→ Task directions
Find "Where can the blurred" in the data below; transcribe the line it appears on and each line after it, exactly, to the end, and nothing else.

----- Extracted information -----

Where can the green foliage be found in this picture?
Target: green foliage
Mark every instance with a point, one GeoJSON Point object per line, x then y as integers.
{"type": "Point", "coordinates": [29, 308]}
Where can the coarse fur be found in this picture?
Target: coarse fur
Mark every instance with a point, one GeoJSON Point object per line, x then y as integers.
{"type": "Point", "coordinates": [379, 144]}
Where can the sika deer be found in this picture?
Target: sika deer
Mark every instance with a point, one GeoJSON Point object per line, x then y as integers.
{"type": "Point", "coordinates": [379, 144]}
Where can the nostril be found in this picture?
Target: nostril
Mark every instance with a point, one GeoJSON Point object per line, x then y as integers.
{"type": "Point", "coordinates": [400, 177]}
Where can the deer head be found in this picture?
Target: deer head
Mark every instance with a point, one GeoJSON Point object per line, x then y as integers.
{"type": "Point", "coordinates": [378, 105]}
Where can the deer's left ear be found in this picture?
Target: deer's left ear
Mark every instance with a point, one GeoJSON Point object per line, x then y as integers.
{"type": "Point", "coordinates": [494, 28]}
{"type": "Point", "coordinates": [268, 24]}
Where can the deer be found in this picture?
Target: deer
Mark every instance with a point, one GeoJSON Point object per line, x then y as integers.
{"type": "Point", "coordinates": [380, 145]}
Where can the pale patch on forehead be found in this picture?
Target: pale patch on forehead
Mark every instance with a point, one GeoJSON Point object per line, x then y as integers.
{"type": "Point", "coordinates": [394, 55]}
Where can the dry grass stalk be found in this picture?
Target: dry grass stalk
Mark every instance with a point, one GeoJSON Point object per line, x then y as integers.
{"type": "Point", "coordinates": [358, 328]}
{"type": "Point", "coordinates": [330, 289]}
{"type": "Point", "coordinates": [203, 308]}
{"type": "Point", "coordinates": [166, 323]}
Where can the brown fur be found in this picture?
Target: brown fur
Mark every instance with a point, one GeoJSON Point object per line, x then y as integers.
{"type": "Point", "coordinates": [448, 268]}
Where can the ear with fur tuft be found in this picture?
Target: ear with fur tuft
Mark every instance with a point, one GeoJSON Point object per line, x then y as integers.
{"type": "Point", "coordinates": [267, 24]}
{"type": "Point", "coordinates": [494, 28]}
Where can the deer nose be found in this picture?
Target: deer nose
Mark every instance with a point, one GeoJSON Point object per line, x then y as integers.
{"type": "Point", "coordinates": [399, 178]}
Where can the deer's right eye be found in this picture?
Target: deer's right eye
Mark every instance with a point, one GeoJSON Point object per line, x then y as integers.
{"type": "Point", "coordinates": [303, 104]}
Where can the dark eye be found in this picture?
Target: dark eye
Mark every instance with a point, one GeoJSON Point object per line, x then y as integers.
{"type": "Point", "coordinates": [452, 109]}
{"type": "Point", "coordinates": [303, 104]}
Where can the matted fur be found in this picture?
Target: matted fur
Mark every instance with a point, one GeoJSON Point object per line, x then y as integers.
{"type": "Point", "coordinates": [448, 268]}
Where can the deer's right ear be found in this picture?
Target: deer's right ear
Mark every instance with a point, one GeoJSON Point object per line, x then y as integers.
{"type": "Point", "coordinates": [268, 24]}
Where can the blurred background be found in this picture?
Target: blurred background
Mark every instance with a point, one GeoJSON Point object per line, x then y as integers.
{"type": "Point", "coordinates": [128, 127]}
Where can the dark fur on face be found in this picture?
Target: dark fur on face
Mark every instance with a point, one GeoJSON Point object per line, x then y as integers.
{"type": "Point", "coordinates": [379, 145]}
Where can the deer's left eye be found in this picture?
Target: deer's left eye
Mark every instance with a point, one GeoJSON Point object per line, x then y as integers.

-----

→ Answer for this exercise
Where can the blurred background be found in this picture?
Target: blurred background
Mark every instance with a point, one GeoJSON Point object per line, x then y as integers.
{"type": "Point", "coordinates": [128, 127]}
Where can the dark fur on face be found in this picture?
Target: dark fur on face
Mark every instance with a point, one GeoJSON Point object per line, x then y as integers.
{"type": "Point", "coordinates": [379, 145]}
Where can the deer's left eye be found in this picture?
Target: deer's left eye
Mark every instance with a point, one GeoJSON Point object per line, x then y as integers.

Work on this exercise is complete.